• **Task to complete**: Give back exactly the lines from the start of the entries below to the line holding "positive clicks: (45, 9) (287, 19)", that line included, and leave every picture out.

• **Task material**:

· · · ·

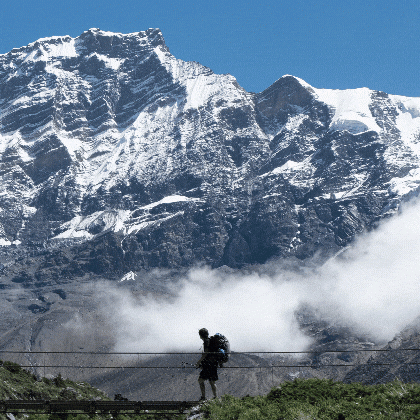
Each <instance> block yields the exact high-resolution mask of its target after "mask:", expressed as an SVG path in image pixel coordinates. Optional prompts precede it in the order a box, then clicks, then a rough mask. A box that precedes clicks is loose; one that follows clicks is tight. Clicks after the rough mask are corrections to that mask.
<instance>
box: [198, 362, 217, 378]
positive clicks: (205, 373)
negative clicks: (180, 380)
mask: <svg viewBox="0 0 420 420" xmlns="http://www.w3.org/2000/svg"><path fill="white" fill-rule="evenodd" d="M200 378H201V379H203V380H205V381H207V380H208V381H217V380H218V379H219V377H218V376H217V362H211V361H208V360H203V361H202V362H201V372H200Z"/></svg>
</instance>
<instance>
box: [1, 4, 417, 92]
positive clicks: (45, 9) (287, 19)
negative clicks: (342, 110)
mask: <svg viewBox="0 0 420 420" xmlns="http://www.w3.org/2000/svg"><path fill="white" fill-rule="evenodd" d="M93 27H95V28H100V29H102V30H107V31H114V32H122V33H130V32H137V31H142V30H146V29H148V28H160V29H161V30H162V33H163V35H164V37H165V40H166V44H167V46H168V47H169V49H170V51H171V52H172V54H174V55H175V56H176V57H177V58H180V59H183V60H193V61H198V62H200V63H201V64H204V65H206V66H208V67H210V68H211V69H212V70H213V71H214V72H216V73H230V74H232V75H233V76H235V77H236V79H237V80H238V83H239V84H240V85H241V86H243V87H244V88H245V89H246V90H248V91H253V92H259V91H262V90H264V89H265V88H267V87H268V86H269V85H271V84H272V83H273V82H275V81H276V80H277V79H278V78H279V77H281V76H282V75H284V74H292V75H294V76H298V77H300V78H302V79H304V80H305V81H306V82H308V83H309V84H311V85H312V86H314V87H318V88H332V89H349V88H357V87H369V88H371V89H376V90H382V91H385V92H388V93H393V94H399V95H405V96H420V78H419V69H420V51H419V49H420V42H419V41H420V2H419V0H399V1H397V0H381V1H379V0H378V1H371V0H363V1H359V0H354V1H332V0H314V1H310V0H283V1H282V0H275V1H271V0H266V1H256V0H250V1H247V0H242V1H236V0H206V1H203V0H193V1H192V0H183V1H178V0H149V1H134V0H101V1H92V0H73V1H72V0H67V1H63V0H15V1H7V2H6V1H4V2H3V3H2V6H1V13H0V54H3V53H6V52H8V51H10V50H11V49H12V48H14V47H20V46H23V45H27V44H28V43H30V42H33V41H35V40H37V39H38V38H43V37H48V36H52V35H70V36H72V37H76V36H78V35H80V34H81V33H82V32H84V31H85V30H87V29H89V28H93Z"/></svg>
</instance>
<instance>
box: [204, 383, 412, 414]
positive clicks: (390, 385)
mask: <svg viewBox="0 0 420 420" xmlns="http://www.w3.org/2000/svg"><path fill="white" fill-rule="evenodd" d="M202 410H203V411H204V412H205V417H206V418H208V419H211V420H264V419H267V420H304V419H305V420H356V419H357V420H360V419H375V420H382V419H383V420H385V419H387V420H388V419H390V418H398V419H407V420H408V419H413V420H414V419H418V418H420V384H404V383H402V382H399V381H394V382H391V383H387V384H383V385H362V384H360V383H353V384H343V383H341V382H334V381H332V380H326V379H306V380H303V379H296V380H294V381H292V382H285V383H283V384H281V385H280V386H279V387H276V388H273V389H272V390H271V392H270V393H269V394H268V395H266V396H259V397H244V398H235V397H232V396H230V395H225V396H223V397H222V398H221V399H216V400H211V401H209V402H207V403H206V404H205V405H204V406H203V407H202Z"/></svg>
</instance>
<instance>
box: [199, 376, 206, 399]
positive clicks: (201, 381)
mask: <svg viewBox="0 0 420 420" xmlns="http://www.w3.org/2000/svg"><path fill="white" fill-rule="evenodd" d="M198 383H199V384H200V391H201V398H202V399H203V400H204V399H205V398H206V386H205V384H204V379H203V378H198Z"/></svg>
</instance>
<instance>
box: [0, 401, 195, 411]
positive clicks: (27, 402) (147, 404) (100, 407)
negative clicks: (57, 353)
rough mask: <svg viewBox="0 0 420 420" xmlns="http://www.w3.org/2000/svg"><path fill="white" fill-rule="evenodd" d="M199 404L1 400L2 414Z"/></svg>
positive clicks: (193, 401)
mask: <svg viewBox="0 0 420 420" xmlns="http://www.w3.org/2000/svg"><path fill="white" fill-rule="evenodd" d="M198 404H199V402H198V401H91V400H50V401H48V400H45V401H44V400H0V412H1V413H28V412H42V413H67V412H72V413H97V412H101V413H105V412H106V413H108V412H111V413H112V412H124V413H140V412H142V411H146V410H148V411H157V410H158V411H178V412H183V411H185V410H187V409H188V408H191V407H193V406H195V405H198Z"/></svg>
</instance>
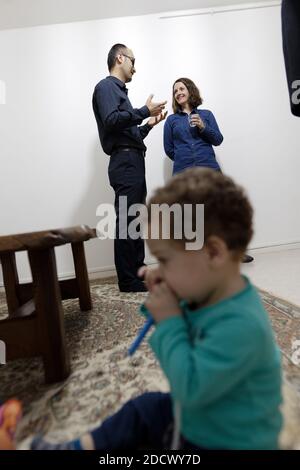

· · · ·

• **Exercise solution**:
Each <instance> block yields the exact high-resolution mask of its target after "mask:", expressed as an SVG path in image pixel coordinates. Optional prompts precede it in the order a box, then clicks, then a rough mask. A box that precedes clicks is loose; one that follows clicks is tight. Clicks after the rough mask are corrections to that mask.
<instance>
box: [198, 362, 217, 378]
positive clicks: (205, 373)
negative clicks: (180, 380)
mask: <svg viewBox="0 0 420 420" xmlns="http://www.w3.org/2000/svg"><path fill="white" fill-rule="evenodd" d="M200 378H201V379H203V380H205V381H207V380H208V381H217V380H218V379H219V377H218V376H217V362H211V361H208V360H203V361H202V362H201V372H200Z"/></svg>
</instance>
<instance>
box: [1, 4, 417, 92]
positive clicks: (45, 9) (287, 19)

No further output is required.